Document text =
↓↓↓

Johnny Depp is the Robin Hood of modern cinema. He makes off with every
film he's in -- coolly pockets it or swallows it whole, as the case may
require -- and yet the intensity of subcutaneous commitment he brings
to each role bespeaks a uniquely magnanimous craft. His CV is the least
careerist and most unpredictable of moviedom's A-list: until recently,
he spurned big-budget fare in favour of cockeyed comedies ("Ed Wood",
"Benny and Joon"), Euro-arthouse curiosities ("Arizona Dream", "The Man
Who Cried"), and underappreciated auteurist masterpieces ("Dead Man",
"Fear and Loathing in Las Vegas").
By the turn of the '90s, Depp entered the blockbuster realm without
sacrificing his integrity or his idiosyncrasies. For his first $100
million grosser, Tim Burton's "Sleepy Hollow" (1999), he embodied not
fearless machismo but nebbishy squeamishness in the form of New York
constable Ichabod Crane. ("We may have the first male action-adventure
hero who acts like a 13-year-old girl," Burton proudly claimed at the
time.) Four years later, in "Pirates of the Caribbean: The Curse of the
Black Pearl" (2003), Depp infused voluptuous wit and spry spontaneity
into, of all things, a Jerry Bruckheimer production based on a Disney
World ride. Resplendent in beaded dreadlocks and kohl, Captain Jack
Sparrow evokes a trannie diva doing a spot-on Keith Richards
impersonation, or vice-versa: a sublimely goofball alchemy that earned
Depp his first Academy Award nomination.
With another Oscar nod to his credit (for last year's "Finding
Neverland"), a "Pirates" sequel in the pipeline, and Tim Burton's keenly
anticipated "Charlie and the Chocolate Factory" out in July, Depp has
become a beloved institution - a status reflected in this month's
National Film Theatre season devoted to his selected works. "As far as
I'm concerned," Terry Gilliam declared after the completion of "Fear and
Loathing", "Johnny Depp is the best actor of his generation. I think
he's capable of anything - there's no limit to his abilities... He
doesn't cheat by giving you all these cheap emotions. He won't make you
comfortable - for him that would be a foot in the grave." For his
part, Depp has said: "I decided early on to be patient and wait for the
roles that interested me, not the roles that would advance my career. I
never wanted to be remembered for being a star."

↑↑↑

Assignment =
Decide whether each statement below agrees with the profile of Johnny Depp, answering yes or no and quoting the words from the profile that settle it.
1. "Sleepy Hollow" was Depp's first film to gross $100 million.
2. Playing Captain Jack Sparrow won Depp an Academy Award.
3. Terry Gilliam called Depp the best actor of his generation.
The entries that follow have no connection to the profile of Johnny Depp.

Provided information =
↓↓↓

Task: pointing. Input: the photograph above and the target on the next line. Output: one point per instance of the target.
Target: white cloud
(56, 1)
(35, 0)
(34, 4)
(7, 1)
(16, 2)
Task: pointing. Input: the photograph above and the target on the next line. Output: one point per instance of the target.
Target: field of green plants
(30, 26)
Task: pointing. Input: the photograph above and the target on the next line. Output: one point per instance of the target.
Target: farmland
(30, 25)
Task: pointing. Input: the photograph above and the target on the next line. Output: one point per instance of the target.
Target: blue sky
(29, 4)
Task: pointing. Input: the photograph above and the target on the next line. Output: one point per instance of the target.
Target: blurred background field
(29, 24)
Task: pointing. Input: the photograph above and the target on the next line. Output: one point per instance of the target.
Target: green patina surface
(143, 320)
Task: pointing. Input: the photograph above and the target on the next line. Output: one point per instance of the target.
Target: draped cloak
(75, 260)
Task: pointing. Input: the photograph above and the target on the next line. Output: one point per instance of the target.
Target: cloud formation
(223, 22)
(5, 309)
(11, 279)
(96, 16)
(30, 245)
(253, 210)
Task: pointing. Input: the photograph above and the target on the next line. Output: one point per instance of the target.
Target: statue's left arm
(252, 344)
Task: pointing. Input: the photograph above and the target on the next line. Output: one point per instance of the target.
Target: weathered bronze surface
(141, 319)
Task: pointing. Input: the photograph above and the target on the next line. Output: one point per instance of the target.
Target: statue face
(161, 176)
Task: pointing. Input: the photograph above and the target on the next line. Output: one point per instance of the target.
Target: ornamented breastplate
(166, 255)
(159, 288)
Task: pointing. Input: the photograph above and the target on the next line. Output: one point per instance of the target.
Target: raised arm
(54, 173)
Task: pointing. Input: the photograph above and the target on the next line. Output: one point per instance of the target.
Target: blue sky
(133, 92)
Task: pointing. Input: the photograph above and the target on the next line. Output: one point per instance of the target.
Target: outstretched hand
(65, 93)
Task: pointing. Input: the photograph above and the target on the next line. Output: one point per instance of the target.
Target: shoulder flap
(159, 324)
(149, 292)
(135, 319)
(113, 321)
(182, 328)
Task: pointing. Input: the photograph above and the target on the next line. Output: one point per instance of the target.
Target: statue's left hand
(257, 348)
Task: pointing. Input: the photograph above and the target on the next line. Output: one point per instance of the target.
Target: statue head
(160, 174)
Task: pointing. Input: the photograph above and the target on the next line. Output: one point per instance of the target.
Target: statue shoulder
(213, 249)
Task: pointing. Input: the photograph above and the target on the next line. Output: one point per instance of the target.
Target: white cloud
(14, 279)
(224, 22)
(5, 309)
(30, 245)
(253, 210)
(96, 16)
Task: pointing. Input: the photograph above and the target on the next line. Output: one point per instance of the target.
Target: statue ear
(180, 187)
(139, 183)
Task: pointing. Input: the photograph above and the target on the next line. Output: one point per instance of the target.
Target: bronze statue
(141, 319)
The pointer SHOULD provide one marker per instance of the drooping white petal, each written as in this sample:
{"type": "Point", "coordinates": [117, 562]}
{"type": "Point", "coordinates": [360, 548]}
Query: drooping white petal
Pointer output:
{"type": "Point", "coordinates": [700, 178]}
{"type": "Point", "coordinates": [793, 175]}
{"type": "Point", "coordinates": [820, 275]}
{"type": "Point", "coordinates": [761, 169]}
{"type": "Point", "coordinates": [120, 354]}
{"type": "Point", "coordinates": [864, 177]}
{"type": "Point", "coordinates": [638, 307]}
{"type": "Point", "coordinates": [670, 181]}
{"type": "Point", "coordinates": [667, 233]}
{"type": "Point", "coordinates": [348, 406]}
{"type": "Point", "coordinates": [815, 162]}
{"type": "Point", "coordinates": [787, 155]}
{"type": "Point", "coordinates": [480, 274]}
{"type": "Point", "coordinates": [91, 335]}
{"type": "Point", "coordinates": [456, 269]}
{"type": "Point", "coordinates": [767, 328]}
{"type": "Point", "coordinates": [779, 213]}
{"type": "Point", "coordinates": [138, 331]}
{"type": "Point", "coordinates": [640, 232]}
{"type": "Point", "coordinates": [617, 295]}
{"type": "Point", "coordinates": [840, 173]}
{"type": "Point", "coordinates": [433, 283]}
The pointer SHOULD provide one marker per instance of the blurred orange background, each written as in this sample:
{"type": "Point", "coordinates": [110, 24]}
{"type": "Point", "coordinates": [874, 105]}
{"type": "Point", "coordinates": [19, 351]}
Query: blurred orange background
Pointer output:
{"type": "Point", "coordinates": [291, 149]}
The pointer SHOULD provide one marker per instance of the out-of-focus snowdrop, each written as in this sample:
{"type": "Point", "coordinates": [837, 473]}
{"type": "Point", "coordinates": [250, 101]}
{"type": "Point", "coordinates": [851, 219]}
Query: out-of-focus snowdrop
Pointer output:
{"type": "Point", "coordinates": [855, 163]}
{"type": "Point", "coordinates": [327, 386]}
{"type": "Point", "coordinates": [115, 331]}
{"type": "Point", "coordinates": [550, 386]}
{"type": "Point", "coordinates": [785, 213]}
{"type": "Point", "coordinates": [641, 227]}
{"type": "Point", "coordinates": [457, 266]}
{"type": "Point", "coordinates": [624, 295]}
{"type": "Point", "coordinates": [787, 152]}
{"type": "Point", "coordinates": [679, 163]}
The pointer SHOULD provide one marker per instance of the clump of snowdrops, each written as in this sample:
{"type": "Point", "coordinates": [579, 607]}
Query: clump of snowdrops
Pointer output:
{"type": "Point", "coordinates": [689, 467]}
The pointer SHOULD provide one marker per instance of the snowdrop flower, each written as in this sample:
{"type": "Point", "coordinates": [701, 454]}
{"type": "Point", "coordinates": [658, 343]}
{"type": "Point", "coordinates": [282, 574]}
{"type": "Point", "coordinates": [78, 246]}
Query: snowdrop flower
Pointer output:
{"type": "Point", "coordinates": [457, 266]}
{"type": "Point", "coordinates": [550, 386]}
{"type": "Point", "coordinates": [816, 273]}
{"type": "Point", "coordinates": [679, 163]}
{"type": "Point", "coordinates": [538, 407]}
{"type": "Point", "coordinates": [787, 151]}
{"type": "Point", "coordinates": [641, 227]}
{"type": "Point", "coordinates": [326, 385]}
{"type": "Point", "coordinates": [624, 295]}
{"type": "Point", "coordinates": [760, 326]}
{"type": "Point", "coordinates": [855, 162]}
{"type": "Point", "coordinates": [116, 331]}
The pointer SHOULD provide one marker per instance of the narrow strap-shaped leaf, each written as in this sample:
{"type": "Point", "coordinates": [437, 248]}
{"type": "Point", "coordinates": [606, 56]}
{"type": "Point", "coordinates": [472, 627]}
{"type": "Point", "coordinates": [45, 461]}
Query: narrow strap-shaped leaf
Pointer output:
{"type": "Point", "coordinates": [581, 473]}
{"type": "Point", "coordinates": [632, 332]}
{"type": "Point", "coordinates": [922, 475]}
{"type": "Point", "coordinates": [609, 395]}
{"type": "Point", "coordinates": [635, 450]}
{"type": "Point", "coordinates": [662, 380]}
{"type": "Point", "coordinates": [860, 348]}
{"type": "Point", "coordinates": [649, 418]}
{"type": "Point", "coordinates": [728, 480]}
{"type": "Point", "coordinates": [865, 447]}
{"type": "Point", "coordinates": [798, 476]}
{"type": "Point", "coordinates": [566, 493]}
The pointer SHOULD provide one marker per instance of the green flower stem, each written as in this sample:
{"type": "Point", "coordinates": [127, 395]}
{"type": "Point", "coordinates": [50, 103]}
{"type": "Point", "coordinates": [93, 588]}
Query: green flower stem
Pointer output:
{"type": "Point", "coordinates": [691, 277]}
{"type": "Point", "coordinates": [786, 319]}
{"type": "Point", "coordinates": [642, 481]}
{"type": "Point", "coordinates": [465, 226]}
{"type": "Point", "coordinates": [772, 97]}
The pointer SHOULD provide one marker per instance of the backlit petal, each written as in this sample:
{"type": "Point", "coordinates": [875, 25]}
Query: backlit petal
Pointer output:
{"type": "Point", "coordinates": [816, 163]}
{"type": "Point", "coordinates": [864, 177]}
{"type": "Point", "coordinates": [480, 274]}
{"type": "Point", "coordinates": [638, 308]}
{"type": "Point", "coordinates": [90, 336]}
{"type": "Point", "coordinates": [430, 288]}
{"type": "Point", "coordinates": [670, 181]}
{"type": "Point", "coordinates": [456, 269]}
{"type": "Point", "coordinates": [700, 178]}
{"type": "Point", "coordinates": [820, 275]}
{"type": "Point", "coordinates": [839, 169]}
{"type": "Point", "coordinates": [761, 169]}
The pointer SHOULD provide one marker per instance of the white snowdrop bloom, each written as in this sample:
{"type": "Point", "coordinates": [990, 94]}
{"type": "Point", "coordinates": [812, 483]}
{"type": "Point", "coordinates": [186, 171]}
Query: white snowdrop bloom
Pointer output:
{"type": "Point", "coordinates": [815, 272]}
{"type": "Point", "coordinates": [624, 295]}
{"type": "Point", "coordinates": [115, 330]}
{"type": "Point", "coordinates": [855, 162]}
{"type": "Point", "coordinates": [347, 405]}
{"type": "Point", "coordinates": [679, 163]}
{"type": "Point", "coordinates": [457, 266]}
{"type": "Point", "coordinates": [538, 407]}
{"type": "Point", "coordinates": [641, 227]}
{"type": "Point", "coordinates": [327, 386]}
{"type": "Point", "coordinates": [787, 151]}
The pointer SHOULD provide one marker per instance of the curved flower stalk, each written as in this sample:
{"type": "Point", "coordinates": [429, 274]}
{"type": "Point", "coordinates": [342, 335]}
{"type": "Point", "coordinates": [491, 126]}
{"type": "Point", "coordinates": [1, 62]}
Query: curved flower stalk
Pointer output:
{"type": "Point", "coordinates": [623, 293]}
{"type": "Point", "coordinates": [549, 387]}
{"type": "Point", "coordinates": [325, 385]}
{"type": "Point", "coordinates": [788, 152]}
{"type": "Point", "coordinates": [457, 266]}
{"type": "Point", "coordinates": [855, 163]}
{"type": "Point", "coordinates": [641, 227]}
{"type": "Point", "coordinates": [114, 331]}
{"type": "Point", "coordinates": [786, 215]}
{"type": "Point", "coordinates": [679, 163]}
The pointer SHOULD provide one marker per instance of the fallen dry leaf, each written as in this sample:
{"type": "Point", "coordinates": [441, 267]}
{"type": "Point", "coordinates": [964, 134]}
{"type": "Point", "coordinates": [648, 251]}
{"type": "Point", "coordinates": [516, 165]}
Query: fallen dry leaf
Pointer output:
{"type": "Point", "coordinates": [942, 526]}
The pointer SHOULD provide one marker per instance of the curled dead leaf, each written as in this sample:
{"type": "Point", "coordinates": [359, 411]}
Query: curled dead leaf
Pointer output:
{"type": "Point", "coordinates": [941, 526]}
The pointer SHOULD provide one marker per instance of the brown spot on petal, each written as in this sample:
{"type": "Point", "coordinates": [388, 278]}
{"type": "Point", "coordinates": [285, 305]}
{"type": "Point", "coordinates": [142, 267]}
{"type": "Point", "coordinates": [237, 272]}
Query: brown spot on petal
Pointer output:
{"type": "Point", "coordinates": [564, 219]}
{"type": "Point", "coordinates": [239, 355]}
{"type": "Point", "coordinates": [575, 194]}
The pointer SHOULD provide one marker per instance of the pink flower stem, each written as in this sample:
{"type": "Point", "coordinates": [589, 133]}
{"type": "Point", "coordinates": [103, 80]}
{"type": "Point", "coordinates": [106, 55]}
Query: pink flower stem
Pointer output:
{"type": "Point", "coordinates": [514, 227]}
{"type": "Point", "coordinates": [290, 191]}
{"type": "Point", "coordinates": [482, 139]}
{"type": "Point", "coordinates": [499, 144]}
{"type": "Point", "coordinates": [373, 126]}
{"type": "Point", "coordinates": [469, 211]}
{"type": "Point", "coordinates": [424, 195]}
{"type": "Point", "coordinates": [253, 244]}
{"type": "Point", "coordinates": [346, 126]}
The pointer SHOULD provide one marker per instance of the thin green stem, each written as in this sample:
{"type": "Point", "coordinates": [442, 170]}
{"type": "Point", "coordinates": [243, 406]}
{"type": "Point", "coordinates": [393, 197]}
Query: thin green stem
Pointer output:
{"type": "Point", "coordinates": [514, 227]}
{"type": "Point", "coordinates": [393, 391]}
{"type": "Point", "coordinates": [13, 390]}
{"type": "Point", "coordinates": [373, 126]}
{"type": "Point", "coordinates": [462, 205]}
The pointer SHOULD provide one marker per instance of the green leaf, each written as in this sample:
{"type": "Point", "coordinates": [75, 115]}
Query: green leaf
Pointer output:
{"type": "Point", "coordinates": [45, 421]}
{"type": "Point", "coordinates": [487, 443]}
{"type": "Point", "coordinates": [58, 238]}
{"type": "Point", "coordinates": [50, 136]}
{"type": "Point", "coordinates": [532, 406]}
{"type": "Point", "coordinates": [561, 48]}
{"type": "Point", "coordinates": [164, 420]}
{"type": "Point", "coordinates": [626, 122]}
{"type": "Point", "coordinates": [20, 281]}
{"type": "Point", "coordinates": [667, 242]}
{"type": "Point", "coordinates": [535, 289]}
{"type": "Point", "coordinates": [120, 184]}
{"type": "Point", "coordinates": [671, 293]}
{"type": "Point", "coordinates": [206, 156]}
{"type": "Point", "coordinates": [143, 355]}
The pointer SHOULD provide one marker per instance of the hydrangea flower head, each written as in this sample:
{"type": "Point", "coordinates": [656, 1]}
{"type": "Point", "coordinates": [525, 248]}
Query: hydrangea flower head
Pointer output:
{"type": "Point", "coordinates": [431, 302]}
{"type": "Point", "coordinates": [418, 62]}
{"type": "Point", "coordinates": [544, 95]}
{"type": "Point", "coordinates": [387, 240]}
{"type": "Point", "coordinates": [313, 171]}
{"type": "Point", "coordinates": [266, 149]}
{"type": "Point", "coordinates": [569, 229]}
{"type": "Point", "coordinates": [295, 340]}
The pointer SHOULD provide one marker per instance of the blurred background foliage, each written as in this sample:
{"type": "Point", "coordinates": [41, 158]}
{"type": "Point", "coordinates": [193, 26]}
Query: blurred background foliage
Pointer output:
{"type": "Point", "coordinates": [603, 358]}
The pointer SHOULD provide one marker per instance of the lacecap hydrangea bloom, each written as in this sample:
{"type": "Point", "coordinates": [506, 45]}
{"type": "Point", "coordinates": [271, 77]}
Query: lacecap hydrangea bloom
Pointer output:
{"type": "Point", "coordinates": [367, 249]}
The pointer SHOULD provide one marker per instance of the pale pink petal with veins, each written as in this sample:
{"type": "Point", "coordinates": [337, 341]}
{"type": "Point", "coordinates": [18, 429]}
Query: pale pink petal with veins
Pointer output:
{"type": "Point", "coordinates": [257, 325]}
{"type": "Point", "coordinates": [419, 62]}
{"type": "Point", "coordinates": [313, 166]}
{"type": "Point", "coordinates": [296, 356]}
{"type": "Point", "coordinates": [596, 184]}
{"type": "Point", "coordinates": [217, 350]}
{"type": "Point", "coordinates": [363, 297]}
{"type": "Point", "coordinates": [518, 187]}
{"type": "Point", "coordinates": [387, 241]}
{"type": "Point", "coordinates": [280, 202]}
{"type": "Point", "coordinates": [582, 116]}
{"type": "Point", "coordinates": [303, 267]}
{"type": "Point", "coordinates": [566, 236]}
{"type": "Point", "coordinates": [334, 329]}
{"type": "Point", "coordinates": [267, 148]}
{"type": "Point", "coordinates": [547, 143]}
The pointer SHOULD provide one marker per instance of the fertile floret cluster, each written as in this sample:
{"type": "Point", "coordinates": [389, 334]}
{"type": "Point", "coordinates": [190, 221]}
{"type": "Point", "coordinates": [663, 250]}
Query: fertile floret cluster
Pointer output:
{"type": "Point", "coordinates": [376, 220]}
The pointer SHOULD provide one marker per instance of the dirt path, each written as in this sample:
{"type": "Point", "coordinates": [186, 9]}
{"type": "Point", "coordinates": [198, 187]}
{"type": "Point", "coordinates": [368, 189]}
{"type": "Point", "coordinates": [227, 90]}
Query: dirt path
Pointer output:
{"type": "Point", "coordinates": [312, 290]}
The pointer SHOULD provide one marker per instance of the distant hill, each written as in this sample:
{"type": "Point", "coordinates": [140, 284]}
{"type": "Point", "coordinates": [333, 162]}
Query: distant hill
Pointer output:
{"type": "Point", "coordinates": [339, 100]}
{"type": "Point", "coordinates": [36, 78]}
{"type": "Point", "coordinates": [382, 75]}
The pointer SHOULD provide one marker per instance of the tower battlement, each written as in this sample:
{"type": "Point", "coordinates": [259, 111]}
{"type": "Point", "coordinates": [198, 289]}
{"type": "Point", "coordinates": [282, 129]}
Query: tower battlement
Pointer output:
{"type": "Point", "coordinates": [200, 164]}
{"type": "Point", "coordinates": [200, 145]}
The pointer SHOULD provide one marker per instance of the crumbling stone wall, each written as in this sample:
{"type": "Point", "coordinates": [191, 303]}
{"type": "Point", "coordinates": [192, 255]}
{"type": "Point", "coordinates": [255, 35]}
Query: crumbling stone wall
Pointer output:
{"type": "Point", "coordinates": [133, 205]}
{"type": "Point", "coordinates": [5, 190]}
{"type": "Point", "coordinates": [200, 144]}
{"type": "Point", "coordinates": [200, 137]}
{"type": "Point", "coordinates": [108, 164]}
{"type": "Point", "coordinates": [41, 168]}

↑↑↑

Answer to the problem =
1. Yes: "For his first $100 million grosser, Tim Burton's "Sleepy Hollow" (1999)"
2. No: "earned Depp his first Academy Award nomination"
3. Yes: "Johnny Depp is the best actor of his generation."